Приведенный отрывок
-*-
В 1988–1989 гг. автор вернулся к работе над книгой и полностью подготовил к изданию расширенную почти в полтора раза версию книги. Но это издание так и не вышло в свет по ряду причин, главной из которой было опасение автора оказать невольную помощь различным силам, начавшим в то время яростную атаку против Московской патриархии. Наряду с некоторыми полусектантскими движениями, во главе этой атаки встала Зарубежная синодальная церковь. Надо сказать, что использование бывшими «карловчанами» жупела «сергианства» носит чисто политический и конъюнктурный характер. Будучи сами откровенными узурпаторами церковной власти за рубежом, они не имеют никакого морального права обвинять в узурпации митрополита Сергия.
Зарубежные «синодалы» превзошли самого митрополита Сергия в развитии худших традиций эпохи Победоносцева. Суть этой новоявленной «традиции» – глубокое презрение к человеческой личности и связанной с ней соборности, пугливая подозрительность ко всем проявлениям творческого духа, несокрушимая вера в административное принуждение как высший аргумент в любом церковном споре. К несчастью, достаточно широкая поддержка в определенных кругах верующих им обеспечена. Спекулируя на неизбежных муках запоздалого роста, которые обрушились сейчас на Россию, эти лжефундаменталисты (ибо фундамент подлинной традиции они как раз и разрушают) пытаются законсервировать в душах отдельных верующих состояние личной и национальной инфантильности, причем злобной и агрессивной.
Но есть и другая опасность – отрыв от корней во имя мнимого творчества, отказ от традиции во имя ложно понятой свободы, стремление к поверхностному, иллюзорному межконфессиональному сближению, готовность к безответственным реформам, ведущим не к харизматическому возрождению, но к эмоциональному разгорячению при «теплохладности» духа. Тот духовный вакуум, который образовался за десятилетия господства примитивной и принудительной государственной идеологии, легко заполняется внешне привлекательными суррогатами духовности.
Наша надежда на преодоление этих болезней – в творческом, молитвенно сосредоточенном усвоении подлинной, глубинной традиции, в ее живом и плодотворном развитии в соответствии с новыми реалиями, перед которыми Господь поставил Свою Церковь.
-*-
Данные указывающих выражений:
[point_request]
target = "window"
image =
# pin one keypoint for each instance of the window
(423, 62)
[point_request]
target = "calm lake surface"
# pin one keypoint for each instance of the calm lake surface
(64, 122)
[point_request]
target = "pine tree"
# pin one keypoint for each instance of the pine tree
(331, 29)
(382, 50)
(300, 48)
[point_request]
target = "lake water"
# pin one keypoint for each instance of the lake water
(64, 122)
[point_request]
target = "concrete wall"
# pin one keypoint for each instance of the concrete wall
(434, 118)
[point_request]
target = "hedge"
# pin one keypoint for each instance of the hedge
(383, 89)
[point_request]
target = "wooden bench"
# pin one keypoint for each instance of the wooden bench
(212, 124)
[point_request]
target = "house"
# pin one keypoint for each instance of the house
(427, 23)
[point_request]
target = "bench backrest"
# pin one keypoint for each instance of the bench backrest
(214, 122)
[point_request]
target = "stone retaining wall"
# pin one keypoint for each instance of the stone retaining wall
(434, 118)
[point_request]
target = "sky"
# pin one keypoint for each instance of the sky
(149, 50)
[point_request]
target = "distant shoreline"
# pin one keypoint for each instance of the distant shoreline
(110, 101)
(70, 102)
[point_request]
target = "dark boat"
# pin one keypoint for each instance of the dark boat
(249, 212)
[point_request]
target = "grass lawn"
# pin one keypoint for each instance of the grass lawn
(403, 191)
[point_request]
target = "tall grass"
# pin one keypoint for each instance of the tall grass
-*-
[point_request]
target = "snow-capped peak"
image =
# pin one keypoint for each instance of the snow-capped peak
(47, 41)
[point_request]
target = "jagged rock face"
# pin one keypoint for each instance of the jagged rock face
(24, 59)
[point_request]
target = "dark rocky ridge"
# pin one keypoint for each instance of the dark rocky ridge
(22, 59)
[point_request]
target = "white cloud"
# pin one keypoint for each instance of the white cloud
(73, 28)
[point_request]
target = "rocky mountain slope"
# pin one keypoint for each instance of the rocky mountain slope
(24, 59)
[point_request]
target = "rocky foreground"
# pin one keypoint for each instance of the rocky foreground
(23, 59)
-*-
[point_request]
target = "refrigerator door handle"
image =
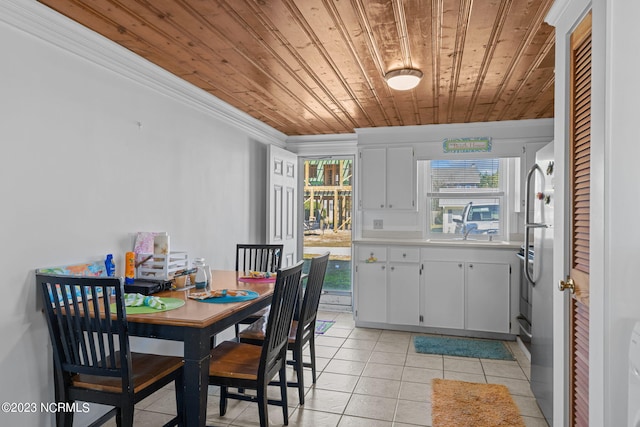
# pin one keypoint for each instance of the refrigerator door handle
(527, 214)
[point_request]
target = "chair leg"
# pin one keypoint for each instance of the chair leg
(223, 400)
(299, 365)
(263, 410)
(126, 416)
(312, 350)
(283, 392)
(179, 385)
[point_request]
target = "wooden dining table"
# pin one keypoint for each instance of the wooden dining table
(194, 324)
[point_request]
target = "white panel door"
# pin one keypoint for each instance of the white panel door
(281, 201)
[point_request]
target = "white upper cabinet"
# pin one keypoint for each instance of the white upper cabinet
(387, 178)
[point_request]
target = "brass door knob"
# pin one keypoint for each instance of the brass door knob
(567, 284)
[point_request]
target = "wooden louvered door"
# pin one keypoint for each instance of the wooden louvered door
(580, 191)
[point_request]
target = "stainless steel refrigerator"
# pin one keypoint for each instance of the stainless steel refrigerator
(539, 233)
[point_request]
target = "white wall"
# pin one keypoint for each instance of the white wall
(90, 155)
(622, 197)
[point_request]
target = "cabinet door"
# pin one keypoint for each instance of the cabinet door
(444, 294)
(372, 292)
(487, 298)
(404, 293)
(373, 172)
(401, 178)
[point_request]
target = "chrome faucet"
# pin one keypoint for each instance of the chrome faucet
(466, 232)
-*-
Набор заданий
1. Ответьте на вопросы по отрывку о Зарубежной синодальной церкви.
(a) Насколько была расширена версия книги, подготовленная автором в 1988–1989 гг.?
(b) Чем, согласно отрывку, легко заполняется образовавшийся духовный вакуум?
(c) В чем автор видит надежду на преодоление названных болезней?
2. Напишите продолжение отрывка о Зарубежной синодальной церкви, начав сразу после его последнего предложения.

Ответы по номерам
1.
(a) Почти в полтора раза.
(b) Внешне привлекательными суррогатами духовности.
(c) В творческом, молитвенно сосредоточенном усвоении подлинной, глубинной традиции, в ее живом и плодотворном развитии в соответствии с новыми реалиями, перед которыми Господь поставил Свою Церковь.

2.
Глубоко символичным и не случайным является тот факт, что обе враждующие друг с другом ложные тенденции церковной жизни возглавляются иерархами, для которых митрополит Сергий служит кумиром и образцом. Поэтому фигура этого церковного деятеля, споры вокруг оценки его деятельности становятся особенно актуальными.
За годы, прошедшие со времени выхода в свет парижского издания «Трагедии Русской церкви», было опубликовано множество материалов и документов, и поток публикаций продолжается. Многие пробелы в нашей работе можно было бы восполнить, но, насколько мы можем судить, каких-либо серьезных ошибок в нашем издании не обнаружено. Когда в мае 1990 г. «Известия КПСС» вынуждены были опубликовать подлинник печально знаменитого письма В.И. Ленина по делу о церковных ценностях, мы обнаружили большое число мелких разночтений с нашей версией, не меняющих самого смысла текста. Это обусловлено тем, что письмо было заучено наизусть одним из сотрудников секретного ленинского архива, и разночтения обусловлены характерными при устном запоминании ошибками памяти.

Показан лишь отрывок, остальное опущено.